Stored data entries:
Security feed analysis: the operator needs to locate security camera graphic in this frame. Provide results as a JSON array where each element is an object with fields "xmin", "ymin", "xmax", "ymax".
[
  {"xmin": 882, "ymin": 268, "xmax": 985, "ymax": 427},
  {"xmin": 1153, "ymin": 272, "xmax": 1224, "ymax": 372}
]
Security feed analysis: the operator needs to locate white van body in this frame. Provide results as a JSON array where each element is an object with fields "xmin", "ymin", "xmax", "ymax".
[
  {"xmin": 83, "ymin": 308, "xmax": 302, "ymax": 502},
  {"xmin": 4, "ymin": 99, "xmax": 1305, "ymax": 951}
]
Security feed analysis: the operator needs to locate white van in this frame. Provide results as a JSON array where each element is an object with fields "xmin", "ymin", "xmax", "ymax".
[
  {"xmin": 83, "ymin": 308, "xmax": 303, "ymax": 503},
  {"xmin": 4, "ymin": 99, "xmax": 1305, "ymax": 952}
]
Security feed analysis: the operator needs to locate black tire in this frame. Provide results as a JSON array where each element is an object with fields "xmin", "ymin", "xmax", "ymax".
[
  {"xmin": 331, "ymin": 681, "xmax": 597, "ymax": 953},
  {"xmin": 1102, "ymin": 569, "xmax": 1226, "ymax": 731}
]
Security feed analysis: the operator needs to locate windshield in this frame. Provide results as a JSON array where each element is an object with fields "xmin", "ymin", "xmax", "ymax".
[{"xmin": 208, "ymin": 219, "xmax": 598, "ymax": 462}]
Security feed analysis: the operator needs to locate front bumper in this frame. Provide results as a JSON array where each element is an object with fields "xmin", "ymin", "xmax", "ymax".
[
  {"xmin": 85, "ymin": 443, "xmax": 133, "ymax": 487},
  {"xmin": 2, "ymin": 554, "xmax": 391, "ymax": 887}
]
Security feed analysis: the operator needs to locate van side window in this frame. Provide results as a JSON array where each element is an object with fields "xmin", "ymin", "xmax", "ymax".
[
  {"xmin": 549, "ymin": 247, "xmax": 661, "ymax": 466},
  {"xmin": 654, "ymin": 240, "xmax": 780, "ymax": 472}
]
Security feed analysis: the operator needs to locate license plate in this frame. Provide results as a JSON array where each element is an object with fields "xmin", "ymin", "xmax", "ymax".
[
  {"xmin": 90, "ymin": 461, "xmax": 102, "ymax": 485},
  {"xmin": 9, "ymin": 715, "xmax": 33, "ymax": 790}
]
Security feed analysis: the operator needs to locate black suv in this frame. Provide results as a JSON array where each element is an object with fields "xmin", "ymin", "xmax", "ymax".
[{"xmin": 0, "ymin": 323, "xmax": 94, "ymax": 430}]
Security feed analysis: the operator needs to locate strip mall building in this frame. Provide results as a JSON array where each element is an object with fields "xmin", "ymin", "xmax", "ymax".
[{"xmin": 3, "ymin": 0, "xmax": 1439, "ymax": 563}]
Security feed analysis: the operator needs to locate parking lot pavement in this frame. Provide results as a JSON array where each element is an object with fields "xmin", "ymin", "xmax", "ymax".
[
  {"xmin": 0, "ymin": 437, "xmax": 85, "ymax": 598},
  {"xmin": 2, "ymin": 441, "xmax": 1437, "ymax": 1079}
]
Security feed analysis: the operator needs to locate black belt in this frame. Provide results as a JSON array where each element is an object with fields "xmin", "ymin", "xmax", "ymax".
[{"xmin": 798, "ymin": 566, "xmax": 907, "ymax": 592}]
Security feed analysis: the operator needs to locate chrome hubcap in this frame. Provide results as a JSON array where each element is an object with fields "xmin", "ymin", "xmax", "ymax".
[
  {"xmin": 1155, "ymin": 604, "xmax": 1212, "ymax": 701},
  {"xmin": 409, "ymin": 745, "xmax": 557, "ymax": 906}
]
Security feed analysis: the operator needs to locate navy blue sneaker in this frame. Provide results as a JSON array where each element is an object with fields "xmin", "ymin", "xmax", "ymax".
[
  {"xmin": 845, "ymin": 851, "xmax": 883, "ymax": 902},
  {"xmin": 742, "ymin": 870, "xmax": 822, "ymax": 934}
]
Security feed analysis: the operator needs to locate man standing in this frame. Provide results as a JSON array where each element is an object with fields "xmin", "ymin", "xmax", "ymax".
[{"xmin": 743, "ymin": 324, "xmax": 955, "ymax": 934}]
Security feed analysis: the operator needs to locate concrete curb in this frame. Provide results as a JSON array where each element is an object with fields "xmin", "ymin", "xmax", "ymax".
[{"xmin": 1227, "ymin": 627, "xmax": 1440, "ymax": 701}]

(TASK DETAILS):
Only an exact copy of all the data will do as the answer.

(SOLUTION TO THIS PROBLEM):
Security feed analysis: the operator needs to locate security camera graphic in this frame. Provide results as a JSON array where each element is an object with fields "xmin", "ymin", "xmax", "ymax".
[
  {"xmin": 882, "ymin": 268, "xmax": 985, "ymax": 427},
  {"xmin": 1153, "ymin": 272, "xmax": 1224, "ymax": 372}
]
Security feed analysis: the operator needs to locate white van body in this frame. Provide results as a JSON array where each element is an object with fields "xmin", "ymin", "xmax", "ymax".
[
  {"xmin": 83, "ymin": 308, "xmax": 302, "ymax": 502},
  {"xmin": 4, "ymin": 99, "xmax": 1305, "ymax": 951}
]
Security feed analysis: the operator needs to locate white van in this frame. Provide results as a JSON array where each element is an object with fields "xmin", "ymin", "xmax", "ymax".
[
  {"xmin": 83, "ymin": 308, "xmax": 303, "ymax": 503},
  {"xmin": 4, "ymin": 99, "xmax": 1305, "ymax": 952}
]
Security feed analysis: the operator needs to locate black tire in this frame. Provide results as a JSON array where each element is an object with fields "xmin", "ymin", "xmax", "ymax".
[
  {"xmin": 331, "ymin": 681, "xmax": 597, "ymax": 953},
  {"xmin": 1102, "ymin": 569, "xmax": 1226, "ymax": 731}
]
Security feed analysis: the operator needs to locate windshield in this frame. Provide results as a JSON array where each element is an object with fields "xmin", "ymin", "xmax", "ymax".
[{"xmin": 208, "ymin": 219, "xmax": 598, "ymax": 462}]
Security feed analysis: the operator needs to locate front bumper in this frame. Provide results as a JSON array where each element is an object with fields "xmin", "ymin", "xmax", "ymax".
[
  {"xmin": 85, "ymin": 443, "xmax": 133, "ymax": 487},
  {"xmin": 2, "ymin": 554, "xmax": 391, "ymax": 887}
]
Security feed analysis: the operator needs to locate van side window in this frame. Provide results as a JSON array where each element is an object with fields "xmin", "ymin", "xmax", "ymax".
[
  {"xmin": 549, "ymin": 247, "xmax": 661, "ymax": 466},
  {"xmin": 654, "ymin": 240, "xmax": 780, "ymax": 472}
]
Security feed analysis: the operator needs to locate license plate in this frame. Provide results as a JSON array where each element is an object with fields "xmin", "ymin", "xmax", "ymax".
[
  {"xmin": 90, "ymin": 461, "xmax": 102, "ymax": 485},
  {"xmin": 9, "ymin": 715, "xmax": 33, "ymax": 790}
]
Security feed analysis: the operator needs to locate black suv in this frame. Provide results as a JSON array where each element is an object with fields "xmin", "ymin", "xmax", "ymax".
[{"xmin": 0, "ymin": 323, "xmax": 94, "ymax": 430}]
Security feed analysis: the operator needs to locate strip mall building in this frame. Provide results as a JSON array where each element is an object with fields "xmin", "ymin", "xmax", "ymax".
[{"xmin": 3, "ymin": 0, "xmax": 1439, "ymax": 563}]
Security feed analysis: the operator needs to locate parking lot pavement in this frame. Provide results as a JSON array where each element is an object with fields "xmin", "ymin", "xmax", "ymax".
[
  {"xmin": 0, "ymin": 437, "xmax": 85, "ymax": 598},
  {"xmin": 2, "ymin": 441, "xmax": 1437, "ymax": 1079}
]
Security feed analysis: the operator needs to locate black belt in this frame. Provide results as a JSON array where each element is an object with fields "xmin", "ymin", "xmax", "ymax".
[{"xmin": 798, "ymin": 566, "xmax": 907, "ymax": 592}]
Security feed analysis: the operator needs to locate chrome hubcap in this frame. Provide results as a JSON array where each element is an object with fields "xmin", "ymin", "xmax", "ymax".
[
  {"xmin": 1155, "ymin": 604, "xmax": 1212, "ymax": 701},
  {"xmin": 409, "ymin": 745, "xmax": 557, "ymax": 906}
]
Security feed analysis: the operator needs to locate navy blue sneaker in this frame. Provide results as a JSON array where each element is an object with fields "xmin", "ymin", "xmax", "ymax".
[
  {"xmin": 845, "ymin": 851, "xmax": 883, "ymax": 902},
  {"xmin": 742, "ymin": 870, "xmax": 822, "ymax": 934}
]
Security feed analysis: the operator needs to locate man standing in this frame. Provide results as a JSON array where each element is an object with fields "xmin", "ymin", "xmax", "ymax".
[{"xmin": 743, "ymin": 324, "xmax": 955, "ymax": 934}]
Security feed analysis: the operator needs to locate concrete curb in this frame. Provide results as a JSON array where each element is an object with fields "xmin", "ymin", "xmax", "ymax".
[{"xmin": 1227, "ymin": 627, "xmax": 1440, "ymax": 701}]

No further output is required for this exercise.